Data supplied:
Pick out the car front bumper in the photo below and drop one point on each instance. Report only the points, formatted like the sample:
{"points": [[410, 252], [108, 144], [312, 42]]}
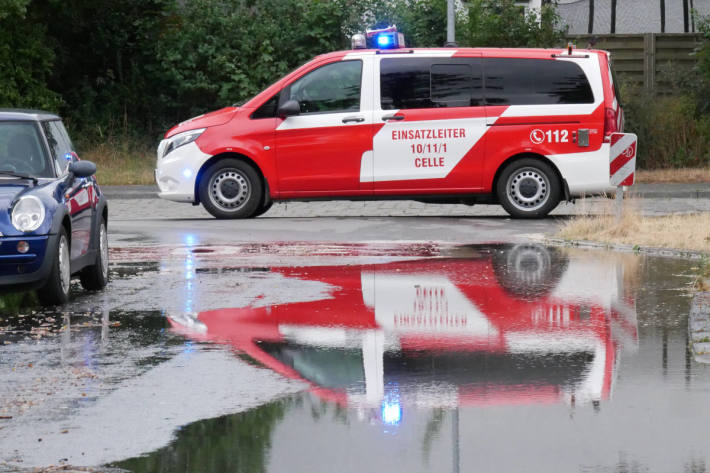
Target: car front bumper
{"points": [[29, 270]]}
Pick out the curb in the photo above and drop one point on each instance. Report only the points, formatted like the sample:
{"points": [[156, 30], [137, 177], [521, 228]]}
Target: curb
{"points": [[130, 192], [645, 250], [699, 327]]}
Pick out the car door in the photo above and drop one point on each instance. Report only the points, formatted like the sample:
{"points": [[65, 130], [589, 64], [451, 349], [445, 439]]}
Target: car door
{"points": [[431, 120], [320, 151], [80, 194]]}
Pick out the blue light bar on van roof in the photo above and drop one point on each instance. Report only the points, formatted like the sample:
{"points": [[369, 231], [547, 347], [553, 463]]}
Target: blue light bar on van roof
{"points": [[386, 38]]}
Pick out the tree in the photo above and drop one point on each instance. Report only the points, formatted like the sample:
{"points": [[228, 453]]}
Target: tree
{"points": [[25, 59], [502, 23]]}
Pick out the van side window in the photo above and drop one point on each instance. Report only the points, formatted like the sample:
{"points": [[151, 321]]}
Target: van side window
{"points": [[332, 88], [430, 83], [519, 81]]}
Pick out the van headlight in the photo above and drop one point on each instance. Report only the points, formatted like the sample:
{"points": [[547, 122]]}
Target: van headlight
{"points": [[181, 139], [28, 214]]}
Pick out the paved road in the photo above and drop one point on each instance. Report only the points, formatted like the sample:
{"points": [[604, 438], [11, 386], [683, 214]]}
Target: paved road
{"points": [[139, 217]]}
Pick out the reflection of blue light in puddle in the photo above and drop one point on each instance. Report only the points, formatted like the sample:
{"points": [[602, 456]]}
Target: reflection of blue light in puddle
{"points": [[391, 408], [190, 240], [391, 412], [189, 264]]}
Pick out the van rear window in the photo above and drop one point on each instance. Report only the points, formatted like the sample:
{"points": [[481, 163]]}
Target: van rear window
{"points": [[407, 83], [519, 81]]}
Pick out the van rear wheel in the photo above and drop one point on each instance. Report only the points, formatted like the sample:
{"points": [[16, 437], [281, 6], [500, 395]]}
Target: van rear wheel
{"points": [[528, 188], [231, 188]]}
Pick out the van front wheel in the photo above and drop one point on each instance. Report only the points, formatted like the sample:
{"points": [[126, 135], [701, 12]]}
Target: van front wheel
{"points": [[231, 189], [528, 188]]}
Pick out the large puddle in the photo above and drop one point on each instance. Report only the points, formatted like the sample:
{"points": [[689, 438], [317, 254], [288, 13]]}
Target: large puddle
{"points": [[482, 358]]}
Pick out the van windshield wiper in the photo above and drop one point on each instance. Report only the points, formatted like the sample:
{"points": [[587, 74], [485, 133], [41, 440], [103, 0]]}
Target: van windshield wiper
{"points": [[19, 175]]}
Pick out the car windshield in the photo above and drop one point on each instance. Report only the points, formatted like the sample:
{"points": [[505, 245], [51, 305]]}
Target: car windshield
{"points": [[21, 150]]}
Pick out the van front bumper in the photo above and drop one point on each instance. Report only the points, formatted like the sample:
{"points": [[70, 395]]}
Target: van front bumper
{"points": [[176, 173]]}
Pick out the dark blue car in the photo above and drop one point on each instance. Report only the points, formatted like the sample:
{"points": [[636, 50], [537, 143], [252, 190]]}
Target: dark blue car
{"points": [[53, 215]]}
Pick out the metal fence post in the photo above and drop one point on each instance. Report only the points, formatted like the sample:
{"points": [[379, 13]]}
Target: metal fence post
{"points": [[649, 60]]}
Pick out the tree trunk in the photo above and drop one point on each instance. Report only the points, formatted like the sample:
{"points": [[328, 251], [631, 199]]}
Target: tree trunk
{"points": [[590, 27]]}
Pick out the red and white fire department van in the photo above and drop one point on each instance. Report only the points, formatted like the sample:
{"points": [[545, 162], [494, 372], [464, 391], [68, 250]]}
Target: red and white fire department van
{"points": [[525, 128]]}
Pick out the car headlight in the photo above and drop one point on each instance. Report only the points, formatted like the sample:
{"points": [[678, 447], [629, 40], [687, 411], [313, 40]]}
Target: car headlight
{"points": [[181, 139], [28, 214]]}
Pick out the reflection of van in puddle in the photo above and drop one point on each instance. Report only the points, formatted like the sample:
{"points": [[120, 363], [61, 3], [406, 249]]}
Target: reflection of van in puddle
{"points": [[522, 324]]}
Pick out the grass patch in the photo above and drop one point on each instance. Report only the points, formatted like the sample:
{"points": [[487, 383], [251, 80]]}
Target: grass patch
{"points": [[683, 175], [685, 232], [120, 162]]}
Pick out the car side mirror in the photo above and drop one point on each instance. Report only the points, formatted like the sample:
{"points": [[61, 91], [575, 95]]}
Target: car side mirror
{"points": [[288, 109], [82, 168]]}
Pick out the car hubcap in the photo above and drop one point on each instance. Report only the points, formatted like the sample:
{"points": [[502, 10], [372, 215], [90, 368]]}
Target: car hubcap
{"points": [[64, 269], [528, 189], [229, 190], [103, 248]]}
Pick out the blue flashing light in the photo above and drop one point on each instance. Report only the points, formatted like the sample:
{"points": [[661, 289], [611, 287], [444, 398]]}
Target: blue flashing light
{"points": [[385, 40]]}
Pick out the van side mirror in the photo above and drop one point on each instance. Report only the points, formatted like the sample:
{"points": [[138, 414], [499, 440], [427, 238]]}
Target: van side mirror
{"points": [[289, 109], [82, 168]]}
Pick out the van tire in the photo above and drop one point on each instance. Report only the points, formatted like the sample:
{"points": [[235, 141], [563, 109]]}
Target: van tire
{"points": [[231, 188], [528, 188]]}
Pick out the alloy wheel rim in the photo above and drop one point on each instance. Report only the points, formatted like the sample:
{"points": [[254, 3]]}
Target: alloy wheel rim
{"points": [[528, 189], [64, 269], [229, 190]]}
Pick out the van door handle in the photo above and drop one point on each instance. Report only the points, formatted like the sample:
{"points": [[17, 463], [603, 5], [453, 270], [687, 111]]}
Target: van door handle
{"points": [[353, 119]]}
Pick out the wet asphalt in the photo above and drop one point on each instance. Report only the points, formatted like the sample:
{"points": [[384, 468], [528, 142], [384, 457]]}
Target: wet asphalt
{"points": [[380, 336]]}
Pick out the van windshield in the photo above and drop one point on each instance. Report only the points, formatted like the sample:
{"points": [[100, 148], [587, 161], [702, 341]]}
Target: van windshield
{"points": [[21, 150]]}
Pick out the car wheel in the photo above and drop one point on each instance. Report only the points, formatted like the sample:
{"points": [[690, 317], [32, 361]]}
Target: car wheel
{"points": [[528, 188], [56, 290], [231, 189], [95, 277]]}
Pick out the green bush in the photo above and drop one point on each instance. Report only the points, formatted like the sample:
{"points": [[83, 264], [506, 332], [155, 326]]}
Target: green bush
{"points": [[671, 133], [501, 23]]}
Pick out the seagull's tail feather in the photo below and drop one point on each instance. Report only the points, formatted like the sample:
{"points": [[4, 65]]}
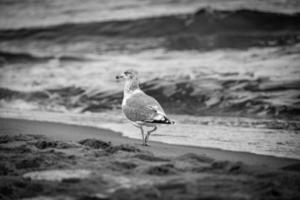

Your instructions: Your answer must be an exact copy of the entries above, with no pictures in it.

Answer section:
Pick out the car front bumper in the photo below and drop one point on each instance. Report only the points, formatted like the sample:
{"points": [[410, 252], [108, 144], [312, 42]]}
Target: car front bumper
{"points": [[29, 270]]}
Pick out the curb in the photo above and drop one point on each instance. Report only the points, formatted like the sample:
{"points": [[156, 30], [137, 177], [521, 228]]}
Target: curb
{"points": [[130, 192], [645, 250], [699, 327]]}
Pick out the car door in the photo above and drop one point on each instance. Report only the points, formatted like the sample:
{"points": [[65, 130], [589, 64], [451, 349], [445, 439]]}
Target: car door
{"points": [[431, 120], [320, 151], [80, 194]]}
Pick out the blue light bar on van roof in the photo above and drop one point on each instance. Report only the points, formatted like the sample:
{"points": [[369, 231], [547, 347], [553, 463]]}
Target: blue light bar on van roof
{"points": [[386, 38]]}
Pick out the tree in the photo above and drop one point on each instance. Report only the points, formatted like the sample:
{"points": [[228, 453]]}
Target: tree
{"points": [[25, 59], [502, 23]]}
Pick out the van side window in the photo above and drop one point on each instance. Report only the points, formatted like the sample:
{"points": [[151, 321]]}
Target: van side window
{"points": [[332, 88], [430, 83], [519, 81]]}
Pick out the van headlight in the photo above and drop one point on each instance. Report only the points, formatted like the sample:
{"points": [[547, 122]]}
Target: van headlight
{"points": [[181, 139], [28, 214]]}
Pick out the paved road in the photo above and drop one point on each instance. Report only the points, formatted like the sample:
{"points": [[604, 438], [11, 386], [683, 214]]}
Target: paved road
{"points": [[139, 217]]}
Pick out the reflection of blue light in puddle in the photo above and drop one point on each instance. Report only the points, formatted like the sample:
{"points": [[602, 456]]}
Target: reflection of blue light in puddle
{"points": [[391, 408], [190, 240], [391, 412], [189, 264]]}
Pick out the van rear window in the photo above and drop one point on each instance. Report only the points, formatted like the sample:
{"points": [[481, 163]]}
Target: van rear window
{"points": [[407, 83], [519, 81]]}
Pick out the van rear wheel in the photo above and drop one point on each instance. Report only the points, formatted like the sample:
{"points": [[16, 437], [281, 6], [500, 395]]}
Target: van rear wheel
{"points": [[528, 188], [231, 188]]}
Pick out the van front wheel in the photo above and drop one point on each instance. Report only the points, formatted like the sample:
{"points": [[126, 135], [701, 12]]}
Target: van front wheel
{"points": [[231, 189], [528, 188]]}
Pick out the large puddle in the photo above and drop one point on each instance. Report only the points, formatted like the sample:
{"points": [[689, 438], [317, 254], [288, 13]]}
Target: large puddle
{"points": [[482, 358]]}
Pick out the van windshield wiper in the photo above and drop one point on each instance. Report only the points, formatted like the sample:
{"points": [[587, 74], [485, 133], [41, 440], [103, 0]]}
Target: van windshield wiper
{"points": [[19, 175]]}
Pick out the car windshield in the photo above and drop one point on each instance. Report only the points, formatted like the sample:
{"points": [[505, 245], [51, 305]]}
Target: car windshield
{"points": [[21, 150]]}
Pick out the van front bumper in the photo above and drop one point on each instance. Report only the points, formatted like the sample:
{"points": [[70, 395]]}
Target: van front bumper
{"points": [[176, 173]]}
Pick out the dark blue car in the photo above and drop one point on each instance. Report only the points, formatted like the sample:
{"points": [[636, 50], [537, 143], [252, 190]]}
Target: dark blue car
{"points": [[53, 215]]}
Pick out the metal fence post in the photo above and drop one point on each instance. Report only the points, formatted like the sample:
{"points": [[379, 13]]}
Target: metal fence post
{"points": [[649, 60]]}
Pick out the tree trunk in the photo above and drop one point on each instance. Report only the points, formatted like the sample:
{"points": [[328, 251], [631, 199]]}
Target: tree trunk
{"points": [[590, 27]]}
Pick out the red and white fire department van in the photo above and drop one point on each instance. Report only the points, formatted like the sample:
{"points": [[545, 162], [494, 372], [464, 391], [68, 250]]}
Target: red and white fire department van
{"points": [[525, 128]]}
Pick out the car headlight in the photo above and drop one point on each instance. Report only the points, formatted like the sample:
{"points": [[678, 447], [629, 40], [687, 411], [313, 40]]}
Target: car headlight
{"points": [[181, 139], [28, 214]]}
Pick out the reflection of van in puddle in the photo above and drop one point on each instance. Report only the points, formatted like the sample:
{"points": [[120, 363], [61, 3], [406, 249]]}
Target: reflection of van in puddle
{"points": [[522, 324]]}
Pick out the grass patch in the photo above and drop one point on each instance. Report only the points, formatted like the sample:
{"points": [[487, 383], [251, 80]]}
Target: grass patch
{"points": [[683, 175], [685, 232], [120, 162]]}
Pick out the car side mirror in the photo above and drop one point on each instance. Report only the points, formatted like the sample:
{"points": [[61, 91], [575, 95]]}
Target: car side mirror
{"points": [[288, 109], [82, 168]]}
Pick out the car hubcap in the photo above and drop one point on each instance. Report only the points, formatted like the sample:
{"points": [[502, 10], [372, 215], [90, 368]]}
Target: car hubcap
{"points": [[64, 269], [528, 189], [229, 190], [103, 248]]}
Pick out the blue flashing light in the photo above and drop one point on each instance. Report only the points, formatted like the sample:
{"points": [[661, 289], [611, 287], [444, 398]]}
Target: blue flashing light
{"points": [[385, 40]]}
Pick out the van side mirror in the photo above and drop one point on each instance. Report only the points, formatted like the sample:
{"points": [[138, 414], [499, 440], [427, 238]]}
Target: van side mirror
{"points": [[289, 109], [82, 168]]}
Pick out the van tire in the photo above and drop one point on each instance. Report only the points, formatted like the sample:
{"points": [[235, 141], [563, 109]]}
Target: van tire
{"points": [[231, 188], [528, 188]]}
Pick out the alloy wheel rim in the photo above and drop one point on each instance. Report only the points, formatted like the sample:
{"points": [[254, 3]]}
Target: alloy wheel rim
{"points": [[528, 189], [64, 269], [229, 190]]}
Pick out the van door handle in the photo above and drop one point on each instance. Report only the points, formatted like the sample:
{"points": [[17, 463], [603, 5], [453, 270], [687, 111]]}
Target: van door handle
{"points": [[353, 119]]}
Pick out the wet asphalt in the photo above and drop one point on each instance. Report only the points, formatted like the sample:
{"points": [[384, 468], [528, 142], [384, 457]]}
Target: wet asphalt
{"points": [[380, 336]]}
Pick out the van windshield in the photo above and drop one point on each instance. Report only the points, formatted like the sample:
{"points": [[100, 148], [587, 161], [702, 341]]}
Target: van windshield
{"points": [[21, 150]]}
Pick out the car wheel in the photo above and drop one point on each instance. Report only the points, formatted like the sample:
{"points": [[690, 317], [32, 361]]}
Target: car wheel
{"points": [[528, 188], [56, 290], [231, 189], [95, 277]]}
Pick out the green bush in the photo above and drop one point on each instance. Report only the points, formatted like the sample:
{"points": [[83, 264], [506, 332], [155, 326]]}
Target: green bush
{"points": [[671, 133], [501, 23]]}
Pick out the seagull's tail feather in the photo below and drop one point on each instance. Report only the points, formatted like the sample:
{"points": [[4, 65]]}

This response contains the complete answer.